▸ **SET PROBLEM 1**: In the article on interpreting private international law in Australia, explain why internationalist interpretations may draw on foreign judicial or arbitral case law and international secondary sources.
▸ **SET PROBLEM 2**: Extend the article on interpreting private international law in Australia, starting after its last sentence.

AN INTERNATIONALIST APPROACH TO INTERPRETING PRIVATE INTERNATIONAL LAW? ARBITRATION AND SALES LAW IN AUSTRALIA.
| Date | 01 August 2020 |
| Author | Anastasi, Andrea |
Contents I Introduction II Internationalist Interpretation as a Legal Requirement: The New York Convention, Model Law, and CISG A The New York Convention B The Model Law C The CISG III The Internationalist Interpretation of Australian ICA Law A Internationalist Interpretation and Australian Arbitration Law 1 Common Law Interpretation 2 The Purposive Approach 3 Extrinsic Materials B Case Study 1: Altain Khuder C Case Study 2: The TCL/Castel Saga 1 The TCL Constitutional Challenge 2 TCL's Final Enforcement Decision D Case Study 3: Parties Resisting Enforcement Based on the Legal Analysis of Arbitrators 1 Uganda Telecom v Hi-Tech Telecom 2 Indian Farmers Fertiliser Cooperative v Gutnick 3 The Sauber Decisions IV The Internationalist Interpretation of Australian International Sales Law A Internationalist Interpretation and Australian International Sales Law B Case Study 1: Selected Pre-2009 Decisions 1 Roder Zelt 2 Perry Engineering 3 Playcorp C Case Study 2: Selected Post-2009 Decisions 1 The Castel v Toshiba Cases 2 Fryer Holdings 3 NT Beverages V Analysis and Conclusion A Australia's CISG Legislation and Lessons from New Zealand B Other Reasons C The Way Forward I INTRODUCTION
[W]e will decide, and we should decide who comes to this country and not allow the interpretations of others outside this place decide what our international obligations are. (1) Private international law ('PIL'), broadly defined, is state law dealing with cases having a foreign element. (2) PIL is usually considered domestic law, even when having international origins. (3) This article examines judicial interpretations of internationally promulgated PIL in Australia. It argues, with reference to international commercial arbitration ('ICA') and international sales law, that these laws are legally required to be interpreted in an internationalist manner. It also demonstrates that interpretations of Australia's ICA laws have improved in the period following 2010 when measured against this standard, whilst simultaneously deteriorating in the sales law context.
This article defines internationalist interpretation as the interpretation of PIL legislation, by the courts, in a manner which pays due regard to its international nature and harmonising purposes. (4) Such interpretations may refer, for example, to foreign judicial or arbitral case law (notwithstanding its value is only persuasive) and international secondary sources (including travaux preparatoires: treaty negotiation records), with a view to interpreting laws consistently with their international understandings. (5) This article addresses internationalist interpretation by examining the interpretative rules applicable to select Australian-adopted PIL instruments, and the take-up of those rules in Australian case law.
Internationalist interpretation directly contrasts with the notion, reflected in this article's epigraph, that the interpretations of others do not 'decide what our international [treaty] obligations are' (6) That comment arose in the highly-political migration law context, a subject matter not addressed by this article. However, this article's examination of judicial attitudes to commercial law instruments concerns the same fundamental issue: the law's interpretation. This article's epigraph reflects parochial interpretation, internationalist interpretation's polar opposite. Parochial interpretations draw upon Australian sources, and are limited in their scope by an Australian worldview.

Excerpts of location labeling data
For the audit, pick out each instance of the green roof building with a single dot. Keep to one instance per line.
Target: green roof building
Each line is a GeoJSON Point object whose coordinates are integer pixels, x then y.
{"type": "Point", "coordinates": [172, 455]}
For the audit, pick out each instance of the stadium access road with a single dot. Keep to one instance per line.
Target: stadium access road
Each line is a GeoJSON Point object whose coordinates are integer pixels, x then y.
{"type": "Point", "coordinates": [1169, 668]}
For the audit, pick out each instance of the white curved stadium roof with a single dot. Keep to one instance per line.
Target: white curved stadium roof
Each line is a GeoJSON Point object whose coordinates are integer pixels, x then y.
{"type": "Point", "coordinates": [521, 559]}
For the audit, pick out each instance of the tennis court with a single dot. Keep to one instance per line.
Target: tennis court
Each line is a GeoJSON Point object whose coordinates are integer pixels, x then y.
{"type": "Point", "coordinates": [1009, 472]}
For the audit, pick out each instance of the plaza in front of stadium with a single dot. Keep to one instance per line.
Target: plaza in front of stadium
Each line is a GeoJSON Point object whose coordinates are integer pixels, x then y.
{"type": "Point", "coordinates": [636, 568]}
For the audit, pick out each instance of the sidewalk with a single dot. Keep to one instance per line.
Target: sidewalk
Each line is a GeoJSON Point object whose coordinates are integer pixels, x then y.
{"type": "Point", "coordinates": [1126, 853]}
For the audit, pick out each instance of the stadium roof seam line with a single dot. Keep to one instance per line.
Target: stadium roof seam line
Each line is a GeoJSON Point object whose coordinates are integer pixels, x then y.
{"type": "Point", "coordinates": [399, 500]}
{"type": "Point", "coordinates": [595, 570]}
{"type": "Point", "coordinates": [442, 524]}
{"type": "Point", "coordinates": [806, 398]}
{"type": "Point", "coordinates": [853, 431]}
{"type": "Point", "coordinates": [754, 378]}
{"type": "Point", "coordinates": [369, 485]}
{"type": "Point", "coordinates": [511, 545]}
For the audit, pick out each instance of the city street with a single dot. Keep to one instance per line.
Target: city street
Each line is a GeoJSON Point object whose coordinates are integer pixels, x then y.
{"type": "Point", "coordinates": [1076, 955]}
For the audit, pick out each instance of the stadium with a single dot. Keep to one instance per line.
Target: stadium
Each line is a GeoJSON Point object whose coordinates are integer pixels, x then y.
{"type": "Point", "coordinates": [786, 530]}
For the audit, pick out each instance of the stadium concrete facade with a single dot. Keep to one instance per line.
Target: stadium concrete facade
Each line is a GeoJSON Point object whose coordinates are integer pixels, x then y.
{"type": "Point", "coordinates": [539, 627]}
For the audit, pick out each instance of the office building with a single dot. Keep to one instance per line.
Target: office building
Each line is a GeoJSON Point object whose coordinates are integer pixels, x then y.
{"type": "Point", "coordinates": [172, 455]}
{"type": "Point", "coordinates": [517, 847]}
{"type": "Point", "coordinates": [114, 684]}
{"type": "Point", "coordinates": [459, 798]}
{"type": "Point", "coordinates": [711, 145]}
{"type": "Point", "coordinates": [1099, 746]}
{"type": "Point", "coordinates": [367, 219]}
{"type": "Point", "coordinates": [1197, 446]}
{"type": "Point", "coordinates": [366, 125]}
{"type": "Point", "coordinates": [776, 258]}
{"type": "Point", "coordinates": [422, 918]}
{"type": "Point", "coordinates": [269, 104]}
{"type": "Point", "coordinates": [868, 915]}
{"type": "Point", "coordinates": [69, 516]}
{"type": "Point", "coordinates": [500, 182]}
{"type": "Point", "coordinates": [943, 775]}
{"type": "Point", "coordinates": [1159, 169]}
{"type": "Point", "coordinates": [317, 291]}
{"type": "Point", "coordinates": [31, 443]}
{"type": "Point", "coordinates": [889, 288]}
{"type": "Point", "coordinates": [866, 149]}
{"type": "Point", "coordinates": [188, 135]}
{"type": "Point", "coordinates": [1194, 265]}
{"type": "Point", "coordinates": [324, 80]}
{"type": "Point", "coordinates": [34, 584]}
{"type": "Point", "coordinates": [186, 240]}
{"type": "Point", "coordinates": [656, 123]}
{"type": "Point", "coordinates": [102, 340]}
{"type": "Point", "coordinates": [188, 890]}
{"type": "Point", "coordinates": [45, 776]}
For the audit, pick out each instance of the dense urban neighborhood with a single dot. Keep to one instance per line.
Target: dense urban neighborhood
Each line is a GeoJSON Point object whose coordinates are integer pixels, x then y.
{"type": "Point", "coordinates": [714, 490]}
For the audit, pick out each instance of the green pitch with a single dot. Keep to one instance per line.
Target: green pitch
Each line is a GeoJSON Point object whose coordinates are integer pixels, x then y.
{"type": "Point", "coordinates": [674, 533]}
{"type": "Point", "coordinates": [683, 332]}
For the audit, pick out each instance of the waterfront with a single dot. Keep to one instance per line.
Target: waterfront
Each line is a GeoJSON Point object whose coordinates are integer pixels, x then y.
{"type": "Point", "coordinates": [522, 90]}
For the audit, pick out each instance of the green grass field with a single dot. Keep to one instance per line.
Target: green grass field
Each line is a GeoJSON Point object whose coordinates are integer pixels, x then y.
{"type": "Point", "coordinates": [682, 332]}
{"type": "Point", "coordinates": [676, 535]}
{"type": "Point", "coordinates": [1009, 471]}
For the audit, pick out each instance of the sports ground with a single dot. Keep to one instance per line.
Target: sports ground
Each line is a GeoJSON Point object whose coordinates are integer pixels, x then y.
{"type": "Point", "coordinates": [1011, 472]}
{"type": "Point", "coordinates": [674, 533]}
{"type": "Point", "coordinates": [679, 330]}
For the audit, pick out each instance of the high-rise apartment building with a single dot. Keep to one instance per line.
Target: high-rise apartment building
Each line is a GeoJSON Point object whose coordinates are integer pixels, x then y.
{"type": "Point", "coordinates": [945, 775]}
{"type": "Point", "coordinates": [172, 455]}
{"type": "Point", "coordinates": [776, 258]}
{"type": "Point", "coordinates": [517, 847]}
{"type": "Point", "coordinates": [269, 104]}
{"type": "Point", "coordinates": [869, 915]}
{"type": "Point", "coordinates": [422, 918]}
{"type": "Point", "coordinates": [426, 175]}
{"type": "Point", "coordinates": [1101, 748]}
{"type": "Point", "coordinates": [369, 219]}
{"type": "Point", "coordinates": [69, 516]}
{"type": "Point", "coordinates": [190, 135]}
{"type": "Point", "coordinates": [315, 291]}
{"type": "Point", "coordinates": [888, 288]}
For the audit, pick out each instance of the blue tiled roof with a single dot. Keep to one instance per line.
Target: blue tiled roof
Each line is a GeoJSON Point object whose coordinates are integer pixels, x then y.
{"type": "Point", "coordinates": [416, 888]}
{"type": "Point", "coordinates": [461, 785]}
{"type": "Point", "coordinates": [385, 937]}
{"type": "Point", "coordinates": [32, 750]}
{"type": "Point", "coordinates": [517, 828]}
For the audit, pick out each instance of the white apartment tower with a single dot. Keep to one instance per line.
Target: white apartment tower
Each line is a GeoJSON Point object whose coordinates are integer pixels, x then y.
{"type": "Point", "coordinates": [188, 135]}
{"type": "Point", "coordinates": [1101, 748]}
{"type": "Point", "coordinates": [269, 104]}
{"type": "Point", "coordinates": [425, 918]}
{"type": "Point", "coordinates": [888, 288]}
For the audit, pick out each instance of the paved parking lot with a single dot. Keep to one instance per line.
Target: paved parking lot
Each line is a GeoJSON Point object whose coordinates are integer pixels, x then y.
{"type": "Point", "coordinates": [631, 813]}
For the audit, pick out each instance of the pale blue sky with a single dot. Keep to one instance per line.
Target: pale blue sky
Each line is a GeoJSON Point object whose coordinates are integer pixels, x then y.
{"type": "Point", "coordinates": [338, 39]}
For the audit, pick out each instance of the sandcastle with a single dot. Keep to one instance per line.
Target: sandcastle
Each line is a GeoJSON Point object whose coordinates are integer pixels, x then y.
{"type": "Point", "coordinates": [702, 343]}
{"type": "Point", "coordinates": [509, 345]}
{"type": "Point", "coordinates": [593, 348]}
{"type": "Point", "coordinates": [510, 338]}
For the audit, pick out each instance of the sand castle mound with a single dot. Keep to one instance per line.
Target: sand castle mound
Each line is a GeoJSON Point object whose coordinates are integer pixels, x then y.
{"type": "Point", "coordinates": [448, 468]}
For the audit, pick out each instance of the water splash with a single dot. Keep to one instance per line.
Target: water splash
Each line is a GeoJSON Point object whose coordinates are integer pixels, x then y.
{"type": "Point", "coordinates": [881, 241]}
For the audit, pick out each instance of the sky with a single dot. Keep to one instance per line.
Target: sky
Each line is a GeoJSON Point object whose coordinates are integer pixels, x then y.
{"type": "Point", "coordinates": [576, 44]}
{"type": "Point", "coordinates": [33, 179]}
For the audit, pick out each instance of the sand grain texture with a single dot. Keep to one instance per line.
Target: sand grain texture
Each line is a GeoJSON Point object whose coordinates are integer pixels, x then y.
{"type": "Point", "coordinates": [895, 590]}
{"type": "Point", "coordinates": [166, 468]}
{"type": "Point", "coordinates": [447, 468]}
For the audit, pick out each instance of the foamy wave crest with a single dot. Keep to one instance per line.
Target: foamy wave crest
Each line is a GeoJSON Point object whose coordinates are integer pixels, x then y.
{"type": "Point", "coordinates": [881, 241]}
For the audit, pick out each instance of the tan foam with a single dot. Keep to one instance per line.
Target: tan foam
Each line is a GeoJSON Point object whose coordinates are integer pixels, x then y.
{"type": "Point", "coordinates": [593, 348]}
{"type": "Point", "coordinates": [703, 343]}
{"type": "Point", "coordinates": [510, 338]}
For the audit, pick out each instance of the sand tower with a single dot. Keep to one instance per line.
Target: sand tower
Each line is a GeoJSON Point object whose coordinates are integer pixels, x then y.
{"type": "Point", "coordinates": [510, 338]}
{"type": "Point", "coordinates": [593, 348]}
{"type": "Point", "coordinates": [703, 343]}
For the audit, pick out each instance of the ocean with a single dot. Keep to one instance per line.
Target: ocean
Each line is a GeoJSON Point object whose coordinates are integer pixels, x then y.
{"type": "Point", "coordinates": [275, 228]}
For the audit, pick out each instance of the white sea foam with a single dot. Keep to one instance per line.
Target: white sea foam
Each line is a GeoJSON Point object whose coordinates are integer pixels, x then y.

▸ **EXPECTED OUTPUT 1**: They draw on those sources to interpret laws consistently with their international understandings. This gives due regard to the legislation's international nature and harmonising purposes.

▸ **EXPECTED OUTPUT 2**:
As applied to ICA and international sales law, internationalist interpretation raises important policy considerations. Differences in private law between jurisdictions are believed to create barriers to trade (7) and increase the costs of doing business, (8) while harmonised laws seek to lower those costs. (9) Through harmonisation, ICA and international sales laws seek to promote international trade. (10) In times of rising trade protectionism, their task of lowering merchant-to-merchant transaction costs takes on additional significance.
While simply adopting international instruments secures textual legal uniformity, judicial decisions are the means by which applied uniformity is secured, (11) which is what really matters for disputing merchants. (12) Though this article does not seek to validate the assumptions underpinning harmonised PIL, (13) instead taking them to be true, the practical importance of ensuring PILs applied uniformity justifies its own analysis. (14) Diverging interpretations of harmonised PIL instruments still generate the transaction costs sought to be reduced. (15) Parochial interpretations thus risk incentivising the avoidance of these laws by the very merchants intended to be benefited, frustrating their reason for existence. (16)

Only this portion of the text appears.